## DIRECTION
Express the records as a numbered list, starting at the very beginning and ending at the line that contains "179], [239, 64]]", with that line included. Leave out any blank lines.

## Named-object pointing records
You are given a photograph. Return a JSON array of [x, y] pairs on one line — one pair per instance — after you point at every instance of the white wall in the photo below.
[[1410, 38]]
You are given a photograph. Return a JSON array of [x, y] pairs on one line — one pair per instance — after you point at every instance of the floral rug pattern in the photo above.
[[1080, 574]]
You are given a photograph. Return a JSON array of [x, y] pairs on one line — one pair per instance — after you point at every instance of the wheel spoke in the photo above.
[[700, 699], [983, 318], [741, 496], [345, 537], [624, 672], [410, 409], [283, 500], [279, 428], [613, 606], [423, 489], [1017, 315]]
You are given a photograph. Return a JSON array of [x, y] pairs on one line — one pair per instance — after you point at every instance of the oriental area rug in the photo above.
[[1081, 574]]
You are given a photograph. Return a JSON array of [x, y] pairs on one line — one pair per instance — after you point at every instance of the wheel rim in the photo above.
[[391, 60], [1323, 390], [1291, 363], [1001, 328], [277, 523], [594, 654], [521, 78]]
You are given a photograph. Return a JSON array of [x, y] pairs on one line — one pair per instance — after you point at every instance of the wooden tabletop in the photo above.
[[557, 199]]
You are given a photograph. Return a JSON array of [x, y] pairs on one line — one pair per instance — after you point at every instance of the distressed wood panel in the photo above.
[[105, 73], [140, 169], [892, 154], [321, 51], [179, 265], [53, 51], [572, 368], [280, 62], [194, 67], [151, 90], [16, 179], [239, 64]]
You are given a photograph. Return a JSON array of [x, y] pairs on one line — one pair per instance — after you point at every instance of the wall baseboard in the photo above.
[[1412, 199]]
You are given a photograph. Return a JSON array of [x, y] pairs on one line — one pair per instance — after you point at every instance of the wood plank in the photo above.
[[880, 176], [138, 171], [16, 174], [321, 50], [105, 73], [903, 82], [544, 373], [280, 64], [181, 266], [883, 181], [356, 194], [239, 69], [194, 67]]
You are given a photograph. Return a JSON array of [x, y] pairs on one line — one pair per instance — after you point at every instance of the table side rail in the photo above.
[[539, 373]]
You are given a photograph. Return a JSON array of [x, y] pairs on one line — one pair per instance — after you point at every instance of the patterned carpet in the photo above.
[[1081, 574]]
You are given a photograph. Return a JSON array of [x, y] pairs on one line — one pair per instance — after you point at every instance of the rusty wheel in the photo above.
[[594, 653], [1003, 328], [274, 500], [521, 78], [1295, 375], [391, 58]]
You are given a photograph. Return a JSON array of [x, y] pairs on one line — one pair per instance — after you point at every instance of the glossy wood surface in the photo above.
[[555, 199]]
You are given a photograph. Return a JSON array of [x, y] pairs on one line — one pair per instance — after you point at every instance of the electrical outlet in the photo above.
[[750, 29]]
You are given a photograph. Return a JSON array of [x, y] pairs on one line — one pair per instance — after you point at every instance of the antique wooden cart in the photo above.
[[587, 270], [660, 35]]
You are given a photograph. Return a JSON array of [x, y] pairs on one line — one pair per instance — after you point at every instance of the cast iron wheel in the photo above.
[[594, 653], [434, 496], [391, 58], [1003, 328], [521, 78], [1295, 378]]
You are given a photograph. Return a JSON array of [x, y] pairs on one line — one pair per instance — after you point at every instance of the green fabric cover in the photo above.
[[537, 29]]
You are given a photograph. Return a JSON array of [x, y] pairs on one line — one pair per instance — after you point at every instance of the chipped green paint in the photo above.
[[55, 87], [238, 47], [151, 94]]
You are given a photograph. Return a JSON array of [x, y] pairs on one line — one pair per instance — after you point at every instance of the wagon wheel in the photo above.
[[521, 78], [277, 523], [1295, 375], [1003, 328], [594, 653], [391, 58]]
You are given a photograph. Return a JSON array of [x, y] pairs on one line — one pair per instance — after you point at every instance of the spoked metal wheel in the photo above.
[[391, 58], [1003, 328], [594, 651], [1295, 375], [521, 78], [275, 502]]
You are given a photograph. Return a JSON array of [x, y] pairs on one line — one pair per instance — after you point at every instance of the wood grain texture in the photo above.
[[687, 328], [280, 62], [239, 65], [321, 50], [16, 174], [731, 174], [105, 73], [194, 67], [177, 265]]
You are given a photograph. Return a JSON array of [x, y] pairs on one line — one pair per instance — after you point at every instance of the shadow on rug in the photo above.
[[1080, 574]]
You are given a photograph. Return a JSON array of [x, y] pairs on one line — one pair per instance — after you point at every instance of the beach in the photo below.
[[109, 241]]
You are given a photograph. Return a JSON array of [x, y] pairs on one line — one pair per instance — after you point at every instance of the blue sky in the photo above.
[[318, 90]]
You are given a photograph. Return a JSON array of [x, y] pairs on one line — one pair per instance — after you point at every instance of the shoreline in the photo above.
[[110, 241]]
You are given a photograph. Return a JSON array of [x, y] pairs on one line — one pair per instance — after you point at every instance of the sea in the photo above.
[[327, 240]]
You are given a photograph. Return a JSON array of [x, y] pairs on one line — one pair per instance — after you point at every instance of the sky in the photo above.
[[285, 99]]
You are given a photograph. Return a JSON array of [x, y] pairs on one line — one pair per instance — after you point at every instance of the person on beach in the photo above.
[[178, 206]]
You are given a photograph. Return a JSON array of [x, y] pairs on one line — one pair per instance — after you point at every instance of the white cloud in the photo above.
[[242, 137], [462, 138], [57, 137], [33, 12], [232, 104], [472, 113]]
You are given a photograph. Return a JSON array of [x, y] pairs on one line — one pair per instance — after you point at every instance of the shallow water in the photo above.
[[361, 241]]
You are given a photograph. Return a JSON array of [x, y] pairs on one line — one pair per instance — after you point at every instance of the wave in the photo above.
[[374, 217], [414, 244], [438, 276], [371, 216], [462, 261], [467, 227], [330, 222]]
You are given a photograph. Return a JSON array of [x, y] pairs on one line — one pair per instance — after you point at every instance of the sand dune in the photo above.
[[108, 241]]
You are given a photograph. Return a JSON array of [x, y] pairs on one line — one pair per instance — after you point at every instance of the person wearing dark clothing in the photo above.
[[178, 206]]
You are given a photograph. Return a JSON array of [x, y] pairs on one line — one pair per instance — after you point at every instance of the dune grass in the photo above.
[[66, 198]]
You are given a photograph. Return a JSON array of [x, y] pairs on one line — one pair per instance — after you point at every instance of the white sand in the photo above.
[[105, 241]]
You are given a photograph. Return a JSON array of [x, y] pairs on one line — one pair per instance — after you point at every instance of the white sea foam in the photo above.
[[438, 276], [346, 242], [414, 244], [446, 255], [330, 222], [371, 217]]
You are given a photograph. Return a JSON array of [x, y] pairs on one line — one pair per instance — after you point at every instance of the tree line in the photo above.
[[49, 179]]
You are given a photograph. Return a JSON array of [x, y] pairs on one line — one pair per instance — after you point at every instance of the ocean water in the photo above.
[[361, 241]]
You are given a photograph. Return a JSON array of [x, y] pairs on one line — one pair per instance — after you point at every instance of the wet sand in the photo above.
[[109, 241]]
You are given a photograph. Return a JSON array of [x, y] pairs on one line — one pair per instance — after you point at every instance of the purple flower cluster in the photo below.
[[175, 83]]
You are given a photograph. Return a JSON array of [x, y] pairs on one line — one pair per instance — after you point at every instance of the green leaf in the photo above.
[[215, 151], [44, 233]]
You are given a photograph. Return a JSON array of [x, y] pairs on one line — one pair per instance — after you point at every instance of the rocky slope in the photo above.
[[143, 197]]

## TASK RESULT
1. You are given a photograph. Return a JSON array of [x, y] pairs on one line — one pair per instance — after you point at every instance of the white wall in the photo below.
2. [[1410, 38]]
3. You are given a photograph. Return a JSON array of [x, y] pairs on one line — one pair per instance — after you point at every instance of the floral rug pattern in the photo above.
4. [[1080, 574]]
5. You are given a photograph. Return a JSON array of [x, y] pairs on one line — one pair per instance — after you point at every instance of the wheel spoke in the photo above.
6. [[700, 699], [983, 318], [741, 496], [345, 537], [624, 672], [410, 409], [283, 500], [279, 428], [613, 606], [423, 489], [1017, 315]]
7. You are given a photograph. Return a JSON array of [x, y] pairs on one line — one pair per instance — after you point at every instance of the oriental area rug in the photo above.
8. [[1081, 574]]
9. You are given a photograph. Return a JSON array of [x, y] pairs on one line — one pair per instance — after you point at every instance of the wheel rim in the photo above.
10. [[391, 60], [1323, 390], [1291, 363], [1001, 328], [277, 523], [594, 654], [521, 78]]
11. You are given a photograph. Return a JSON array of [x, y] pairs on one line — one pair per instance — after you point at every instance of the wooden tabletop in the photo above.
12. [[557, 199]]
13. You are given a photograph. Return a JSON array of [x, y] pairs on one line — one pair per instance — after you point at every instance of the distressed wood panel in the photo above.
14. [[105, 73], [140, 169], [892, 154], [321, 51], [179, 265], [53, 51], [572, 368], [280, 62], [194, 67], [151, 90], [16, 179], [239, 64]]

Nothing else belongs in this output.